WORK REQUEST: In the records below, find the line containing "Query: ceiling vent" and the line containing "window pane, one"; please repeat exactly the lines from one to the other, both included, and nothing more.

WORKING DATA:
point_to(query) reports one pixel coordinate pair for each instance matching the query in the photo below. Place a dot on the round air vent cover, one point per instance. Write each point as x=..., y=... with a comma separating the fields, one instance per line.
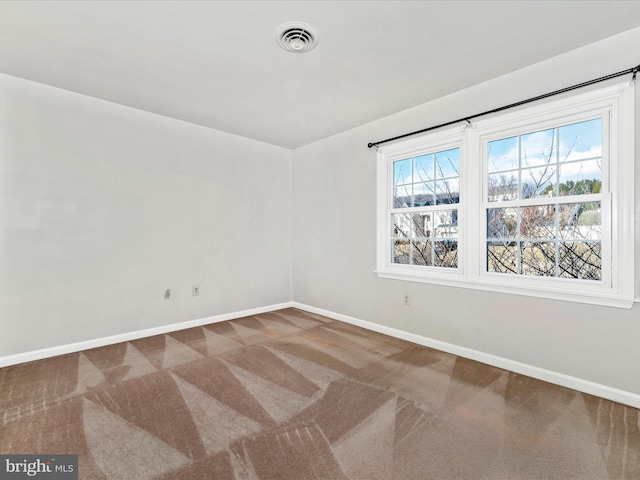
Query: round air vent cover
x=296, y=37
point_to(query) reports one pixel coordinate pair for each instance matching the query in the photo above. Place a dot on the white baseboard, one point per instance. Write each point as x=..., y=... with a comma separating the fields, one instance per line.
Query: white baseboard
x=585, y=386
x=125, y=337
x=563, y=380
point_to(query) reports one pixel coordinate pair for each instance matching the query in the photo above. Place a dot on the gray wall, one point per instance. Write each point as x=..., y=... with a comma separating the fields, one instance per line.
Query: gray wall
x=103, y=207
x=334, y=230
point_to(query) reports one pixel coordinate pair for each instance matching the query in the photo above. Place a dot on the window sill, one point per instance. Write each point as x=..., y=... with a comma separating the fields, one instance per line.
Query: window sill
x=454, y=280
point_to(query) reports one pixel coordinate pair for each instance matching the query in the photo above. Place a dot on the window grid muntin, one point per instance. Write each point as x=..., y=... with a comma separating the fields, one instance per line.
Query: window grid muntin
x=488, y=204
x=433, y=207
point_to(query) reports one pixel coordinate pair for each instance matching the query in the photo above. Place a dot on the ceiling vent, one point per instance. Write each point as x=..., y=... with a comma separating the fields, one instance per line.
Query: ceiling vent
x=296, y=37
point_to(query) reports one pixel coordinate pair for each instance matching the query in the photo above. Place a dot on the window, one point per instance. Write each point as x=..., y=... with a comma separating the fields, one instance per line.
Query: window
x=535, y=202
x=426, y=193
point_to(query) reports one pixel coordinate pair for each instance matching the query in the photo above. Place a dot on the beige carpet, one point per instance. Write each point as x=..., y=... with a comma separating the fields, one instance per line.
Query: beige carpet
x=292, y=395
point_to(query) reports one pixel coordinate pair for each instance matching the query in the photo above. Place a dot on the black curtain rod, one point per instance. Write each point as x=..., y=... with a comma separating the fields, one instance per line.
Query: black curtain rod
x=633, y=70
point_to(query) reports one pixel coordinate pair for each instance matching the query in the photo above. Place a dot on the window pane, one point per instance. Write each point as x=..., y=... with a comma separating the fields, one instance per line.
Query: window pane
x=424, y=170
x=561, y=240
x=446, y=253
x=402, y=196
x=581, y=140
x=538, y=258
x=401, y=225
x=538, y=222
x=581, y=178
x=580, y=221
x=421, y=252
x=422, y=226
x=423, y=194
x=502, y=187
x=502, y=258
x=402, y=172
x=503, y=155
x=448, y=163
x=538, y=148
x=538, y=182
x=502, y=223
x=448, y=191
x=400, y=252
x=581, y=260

--

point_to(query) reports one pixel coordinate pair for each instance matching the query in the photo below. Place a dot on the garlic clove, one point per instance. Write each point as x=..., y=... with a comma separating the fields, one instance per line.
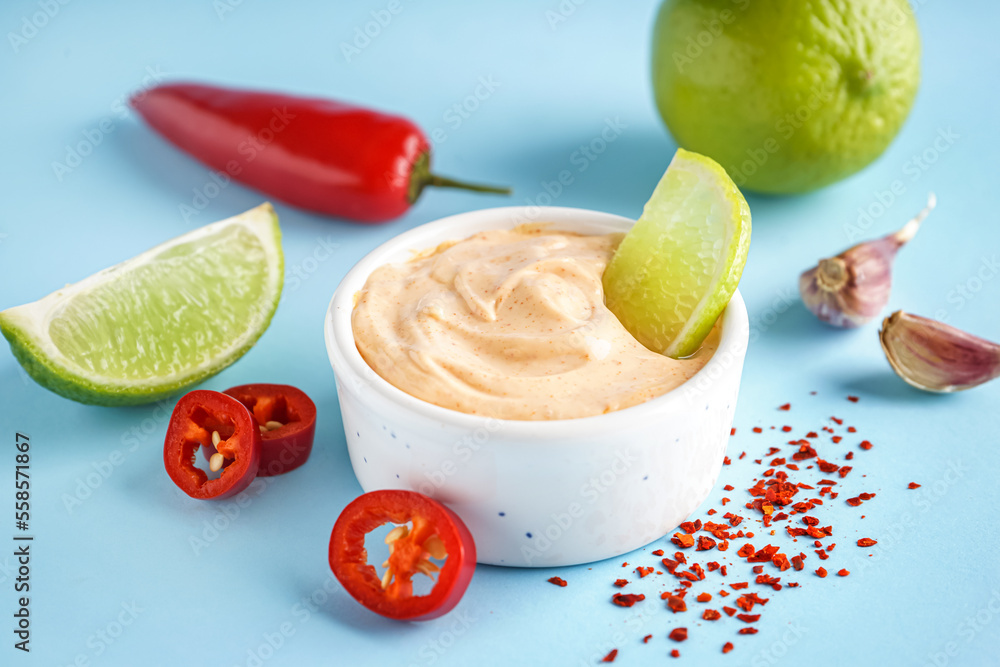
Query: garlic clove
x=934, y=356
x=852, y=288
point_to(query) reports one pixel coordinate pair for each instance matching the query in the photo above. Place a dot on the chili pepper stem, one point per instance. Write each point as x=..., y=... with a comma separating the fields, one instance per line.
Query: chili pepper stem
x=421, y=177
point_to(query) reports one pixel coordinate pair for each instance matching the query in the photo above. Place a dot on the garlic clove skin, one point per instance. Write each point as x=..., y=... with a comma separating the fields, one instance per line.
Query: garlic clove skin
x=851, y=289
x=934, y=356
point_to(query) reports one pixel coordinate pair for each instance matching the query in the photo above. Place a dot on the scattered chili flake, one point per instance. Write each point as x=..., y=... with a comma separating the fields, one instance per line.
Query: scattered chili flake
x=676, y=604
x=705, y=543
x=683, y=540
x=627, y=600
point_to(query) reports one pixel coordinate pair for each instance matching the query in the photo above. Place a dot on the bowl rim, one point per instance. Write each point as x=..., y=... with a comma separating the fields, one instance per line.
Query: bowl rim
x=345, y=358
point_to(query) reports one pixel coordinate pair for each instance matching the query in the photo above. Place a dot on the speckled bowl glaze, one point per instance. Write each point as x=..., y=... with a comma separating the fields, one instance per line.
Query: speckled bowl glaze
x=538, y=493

* * *

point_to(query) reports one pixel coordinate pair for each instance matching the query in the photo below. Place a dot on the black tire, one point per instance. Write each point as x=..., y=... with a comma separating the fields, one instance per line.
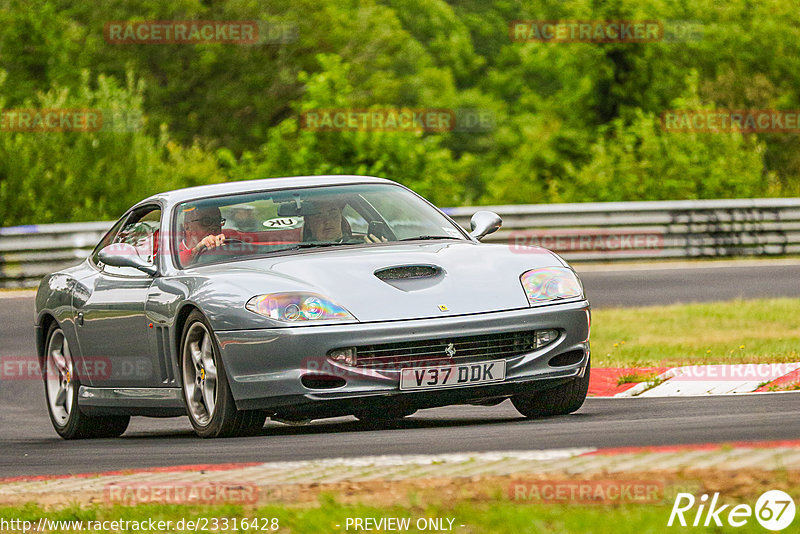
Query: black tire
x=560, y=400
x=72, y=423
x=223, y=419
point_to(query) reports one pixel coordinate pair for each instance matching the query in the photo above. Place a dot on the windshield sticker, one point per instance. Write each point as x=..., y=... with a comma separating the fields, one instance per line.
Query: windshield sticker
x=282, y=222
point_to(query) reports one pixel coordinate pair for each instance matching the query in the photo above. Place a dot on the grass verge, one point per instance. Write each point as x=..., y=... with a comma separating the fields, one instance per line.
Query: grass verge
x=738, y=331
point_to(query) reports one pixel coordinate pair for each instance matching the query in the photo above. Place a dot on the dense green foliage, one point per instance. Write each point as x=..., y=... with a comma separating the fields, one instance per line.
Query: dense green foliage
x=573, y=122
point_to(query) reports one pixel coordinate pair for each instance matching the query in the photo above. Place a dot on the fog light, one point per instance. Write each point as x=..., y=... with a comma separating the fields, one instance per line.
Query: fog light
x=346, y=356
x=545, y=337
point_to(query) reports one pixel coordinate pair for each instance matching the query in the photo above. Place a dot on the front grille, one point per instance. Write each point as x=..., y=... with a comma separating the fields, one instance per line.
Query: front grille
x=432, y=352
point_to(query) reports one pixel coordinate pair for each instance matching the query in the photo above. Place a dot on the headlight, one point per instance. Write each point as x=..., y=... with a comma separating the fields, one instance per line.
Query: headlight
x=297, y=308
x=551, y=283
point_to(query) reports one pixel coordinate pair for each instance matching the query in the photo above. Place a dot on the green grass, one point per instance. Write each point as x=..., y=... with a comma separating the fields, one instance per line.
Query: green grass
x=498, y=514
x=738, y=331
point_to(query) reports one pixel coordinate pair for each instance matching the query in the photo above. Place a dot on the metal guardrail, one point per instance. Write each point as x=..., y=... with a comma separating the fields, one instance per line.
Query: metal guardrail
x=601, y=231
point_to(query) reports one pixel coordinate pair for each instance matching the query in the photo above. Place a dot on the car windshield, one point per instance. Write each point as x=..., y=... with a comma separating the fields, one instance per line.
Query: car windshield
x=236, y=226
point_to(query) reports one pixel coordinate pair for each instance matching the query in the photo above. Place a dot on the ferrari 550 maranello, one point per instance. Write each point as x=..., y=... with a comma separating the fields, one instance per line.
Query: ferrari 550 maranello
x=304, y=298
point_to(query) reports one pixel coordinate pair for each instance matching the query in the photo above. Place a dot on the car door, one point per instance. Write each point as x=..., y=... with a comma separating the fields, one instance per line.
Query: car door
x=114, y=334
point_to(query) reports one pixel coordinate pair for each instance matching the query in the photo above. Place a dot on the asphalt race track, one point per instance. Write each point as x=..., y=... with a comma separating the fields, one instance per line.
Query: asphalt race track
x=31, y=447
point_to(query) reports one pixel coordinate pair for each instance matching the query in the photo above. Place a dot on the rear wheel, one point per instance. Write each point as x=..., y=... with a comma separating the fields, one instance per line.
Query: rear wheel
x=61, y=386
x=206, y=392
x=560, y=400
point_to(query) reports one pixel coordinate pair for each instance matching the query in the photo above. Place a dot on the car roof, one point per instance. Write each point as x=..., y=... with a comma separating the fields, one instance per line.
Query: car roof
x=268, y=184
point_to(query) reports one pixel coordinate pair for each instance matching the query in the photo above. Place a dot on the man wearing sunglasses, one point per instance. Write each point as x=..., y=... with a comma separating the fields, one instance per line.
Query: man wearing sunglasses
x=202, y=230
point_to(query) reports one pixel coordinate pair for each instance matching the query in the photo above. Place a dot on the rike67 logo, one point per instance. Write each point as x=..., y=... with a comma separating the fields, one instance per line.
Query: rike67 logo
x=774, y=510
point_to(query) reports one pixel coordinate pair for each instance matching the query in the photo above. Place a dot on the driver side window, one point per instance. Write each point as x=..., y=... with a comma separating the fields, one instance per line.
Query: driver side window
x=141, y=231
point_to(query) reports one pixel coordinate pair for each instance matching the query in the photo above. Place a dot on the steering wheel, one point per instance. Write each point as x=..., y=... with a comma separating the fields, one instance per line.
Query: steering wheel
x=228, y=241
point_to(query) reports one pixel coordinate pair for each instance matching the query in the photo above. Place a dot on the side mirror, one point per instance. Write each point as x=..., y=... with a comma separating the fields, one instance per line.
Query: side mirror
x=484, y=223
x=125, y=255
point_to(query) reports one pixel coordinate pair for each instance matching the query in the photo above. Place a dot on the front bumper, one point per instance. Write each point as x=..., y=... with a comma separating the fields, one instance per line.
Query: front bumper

RESULT:
Query: ceiling vent
x=296, y=37
point_to(query) reports one pixel coordinate pair for each instance matching the query in the photo above. Place a dot on the window, one point per instance. Write each point as x=..., y=... with a comma separating the fields, one instance per line.
Query: window
x=535, y=202
x=426, y=193
point_to(query) reports one pixel coordinate pair for each instance matching the query in the photo above. Place a dot on the beige carpet, one point per instance. Write each point as x=..., y=... with a comma separating the fields, one instance per line.
Query: beige carpet
x=292, y=395
point_to(query) reports one pixel coordinate pair for each instance matching the query in the photo above. Place a dot on the black curtain rod, one point per instance. Write each point as x=..., y=... with a comma separating the fields, one instance per line.
Query: black curtain rod
x=633, y=70
point_to(query) reports one pixel coordinate pair for each instance matching the query in the photo above. Place a dot on the window pane, one point per instance. Write each point as x=..., y=... with a comma separating the fields, one instance per line.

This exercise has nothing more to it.